*** Begin section ***
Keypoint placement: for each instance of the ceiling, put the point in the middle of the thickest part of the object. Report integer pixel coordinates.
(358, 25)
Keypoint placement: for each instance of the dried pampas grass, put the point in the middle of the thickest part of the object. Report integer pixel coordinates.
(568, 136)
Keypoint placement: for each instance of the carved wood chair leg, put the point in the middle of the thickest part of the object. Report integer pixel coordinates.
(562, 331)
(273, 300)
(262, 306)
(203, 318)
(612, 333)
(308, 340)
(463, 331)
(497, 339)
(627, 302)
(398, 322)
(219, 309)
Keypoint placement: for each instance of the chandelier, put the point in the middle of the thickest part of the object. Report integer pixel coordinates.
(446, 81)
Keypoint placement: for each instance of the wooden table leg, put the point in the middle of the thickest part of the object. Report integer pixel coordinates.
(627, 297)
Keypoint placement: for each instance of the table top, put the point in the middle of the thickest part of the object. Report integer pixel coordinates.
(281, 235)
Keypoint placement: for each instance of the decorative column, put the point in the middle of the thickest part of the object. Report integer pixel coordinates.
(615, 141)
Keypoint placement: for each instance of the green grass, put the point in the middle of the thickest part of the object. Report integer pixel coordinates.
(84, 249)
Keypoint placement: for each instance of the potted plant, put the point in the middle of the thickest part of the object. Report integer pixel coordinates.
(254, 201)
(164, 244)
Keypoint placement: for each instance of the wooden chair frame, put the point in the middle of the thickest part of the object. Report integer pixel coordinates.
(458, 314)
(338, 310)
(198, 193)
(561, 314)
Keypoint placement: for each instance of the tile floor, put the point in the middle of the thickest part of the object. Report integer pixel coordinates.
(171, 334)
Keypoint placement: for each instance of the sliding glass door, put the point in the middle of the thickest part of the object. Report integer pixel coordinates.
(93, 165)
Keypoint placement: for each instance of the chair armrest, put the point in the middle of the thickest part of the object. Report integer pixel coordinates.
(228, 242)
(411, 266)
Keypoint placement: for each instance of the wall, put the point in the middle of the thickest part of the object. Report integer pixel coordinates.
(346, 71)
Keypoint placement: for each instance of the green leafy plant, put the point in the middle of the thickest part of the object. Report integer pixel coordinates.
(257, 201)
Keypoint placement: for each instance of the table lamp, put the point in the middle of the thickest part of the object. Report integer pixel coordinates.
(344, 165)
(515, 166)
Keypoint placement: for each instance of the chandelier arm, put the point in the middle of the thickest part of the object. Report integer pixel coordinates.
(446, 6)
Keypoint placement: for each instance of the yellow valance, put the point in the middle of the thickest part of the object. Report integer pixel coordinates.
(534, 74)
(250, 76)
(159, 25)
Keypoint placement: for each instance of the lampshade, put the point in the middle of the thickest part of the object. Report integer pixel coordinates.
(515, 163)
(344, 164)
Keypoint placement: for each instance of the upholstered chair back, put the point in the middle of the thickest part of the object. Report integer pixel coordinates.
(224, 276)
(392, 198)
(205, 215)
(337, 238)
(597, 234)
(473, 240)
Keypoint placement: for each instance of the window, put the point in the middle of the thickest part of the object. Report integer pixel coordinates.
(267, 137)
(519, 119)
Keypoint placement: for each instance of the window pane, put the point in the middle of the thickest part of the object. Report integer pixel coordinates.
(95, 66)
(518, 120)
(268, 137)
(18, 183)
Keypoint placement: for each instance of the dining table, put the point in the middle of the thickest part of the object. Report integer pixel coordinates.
*** End section ***
*** Begin section ***
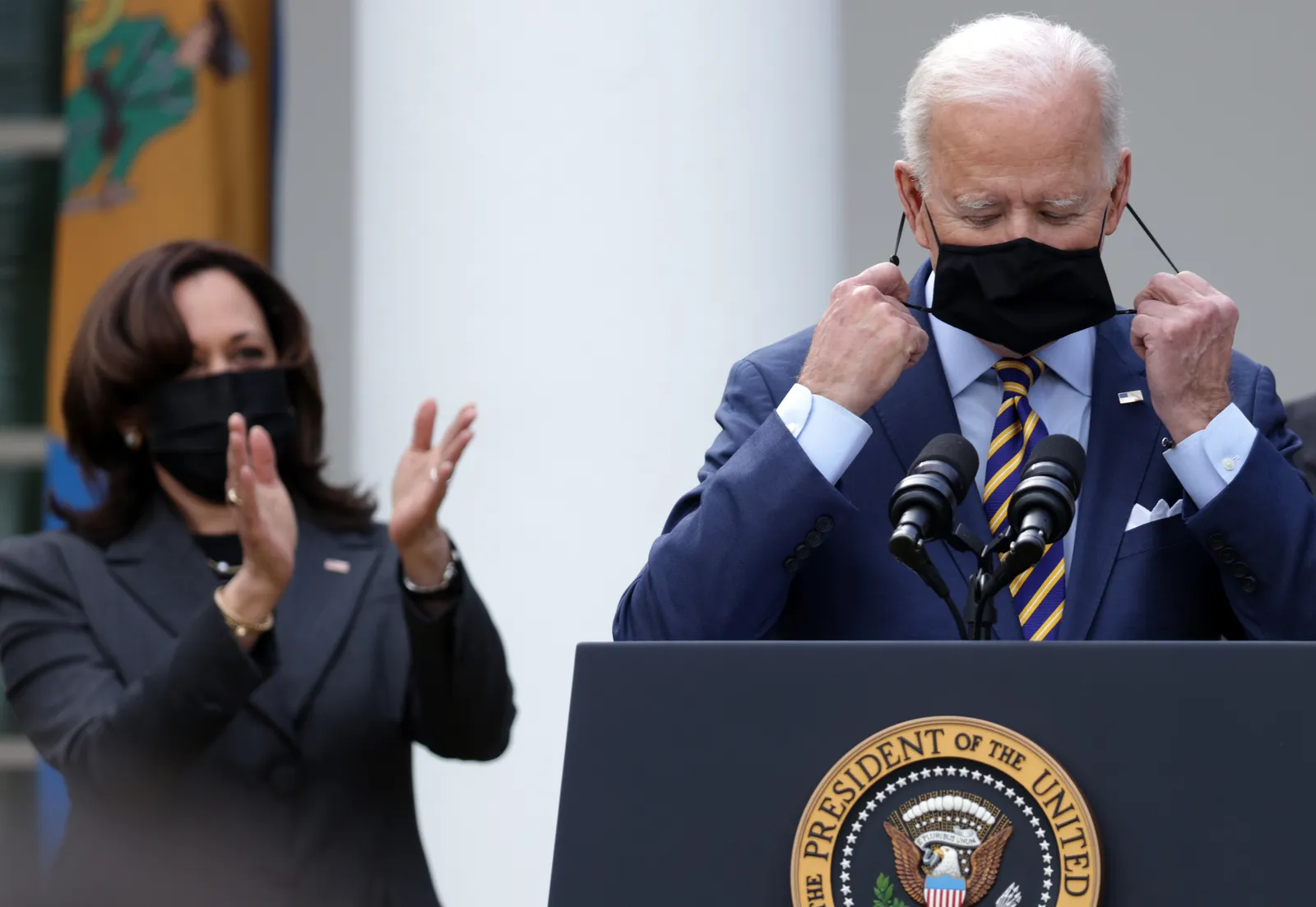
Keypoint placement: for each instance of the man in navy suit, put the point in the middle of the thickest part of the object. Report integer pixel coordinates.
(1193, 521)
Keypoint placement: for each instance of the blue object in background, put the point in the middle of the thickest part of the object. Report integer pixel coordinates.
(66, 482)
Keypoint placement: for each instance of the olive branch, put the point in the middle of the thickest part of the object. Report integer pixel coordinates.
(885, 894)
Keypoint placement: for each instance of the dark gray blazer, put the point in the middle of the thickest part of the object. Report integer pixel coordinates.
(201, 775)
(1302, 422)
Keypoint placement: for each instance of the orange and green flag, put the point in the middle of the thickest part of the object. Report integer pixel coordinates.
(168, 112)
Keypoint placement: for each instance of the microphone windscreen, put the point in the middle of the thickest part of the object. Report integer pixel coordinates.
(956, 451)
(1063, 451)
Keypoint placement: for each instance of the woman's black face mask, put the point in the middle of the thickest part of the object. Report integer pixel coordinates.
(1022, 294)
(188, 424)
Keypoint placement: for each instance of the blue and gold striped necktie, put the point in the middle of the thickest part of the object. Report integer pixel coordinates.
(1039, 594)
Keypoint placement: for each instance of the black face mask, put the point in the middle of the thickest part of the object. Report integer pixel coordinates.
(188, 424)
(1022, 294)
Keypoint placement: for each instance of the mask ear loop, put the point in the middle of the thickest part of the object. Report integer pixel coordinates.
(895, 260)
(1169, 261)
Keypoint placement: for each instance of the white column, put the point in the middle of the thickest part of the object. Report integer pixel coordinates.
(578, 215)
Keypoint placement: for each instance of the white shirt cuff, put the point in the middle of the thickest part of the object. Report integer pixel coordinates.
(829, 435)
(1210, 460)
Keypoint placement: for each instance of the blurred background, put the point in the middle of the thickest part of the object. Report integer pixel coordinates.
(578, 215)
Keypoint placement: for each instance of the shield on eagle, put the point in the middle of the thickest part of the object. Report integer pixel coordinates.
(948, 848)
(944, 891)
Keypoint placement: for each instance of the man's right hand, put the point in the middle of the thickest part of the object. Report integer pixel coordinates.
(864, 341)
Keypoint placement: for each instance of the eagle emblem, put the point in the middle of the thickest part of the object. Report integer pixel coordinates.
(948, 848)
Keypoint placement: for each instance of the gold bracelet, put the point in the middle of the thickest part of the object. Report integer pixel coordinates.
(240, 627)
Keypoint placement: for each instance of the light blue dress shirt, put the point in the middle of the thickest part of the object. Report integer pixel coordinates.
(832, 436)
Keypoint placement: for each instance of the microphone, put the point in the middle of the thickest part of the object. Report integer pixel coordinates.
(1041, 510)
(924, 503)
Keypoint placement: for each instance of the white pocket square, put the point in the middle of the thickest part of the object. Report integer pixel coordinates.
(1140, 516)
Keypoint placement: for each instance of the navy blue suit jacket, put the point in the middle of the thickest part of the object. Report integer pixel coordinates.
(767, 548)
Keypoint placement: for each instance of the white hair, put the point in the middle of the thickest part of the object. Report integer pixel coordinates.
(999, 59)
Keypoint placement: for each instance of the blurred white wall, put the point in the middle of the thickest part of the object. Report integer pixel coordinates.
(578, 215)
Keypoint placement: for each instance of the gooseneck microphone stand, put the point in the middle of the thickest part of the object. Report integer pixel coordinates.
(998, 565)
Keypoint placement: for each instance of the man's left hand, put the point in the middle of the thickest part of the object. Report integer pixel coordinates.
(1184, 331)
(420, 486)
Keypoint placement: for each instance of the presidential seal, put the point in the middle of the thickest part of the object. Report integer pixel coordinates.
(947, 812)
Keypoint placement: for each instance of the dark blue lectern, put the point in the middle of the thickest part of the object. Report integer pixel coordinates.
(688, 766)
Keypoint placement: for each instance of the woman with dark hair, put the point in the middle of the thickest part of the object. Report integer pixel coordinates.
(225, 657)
*** End section ***
**About this task**: From the data above, reproduce word for word the lines running from the line with "Keypoint placement: for each instance of the window pane, put" to the line with "Keypoint placement: for each instance of the dining", ends included.

**Answer for the task**:
Keypoint placement: for each instance of the window pane, put the point in the middle of the thickest part of the object. Report integer pixel coordinates.
(95, 66)
(518, 120)
(268, 137)
(18, 183)
Keypoint placement: for each instance of the dining table, put the point in the middle of the thickest part of the object. Report integer pixel coordinates.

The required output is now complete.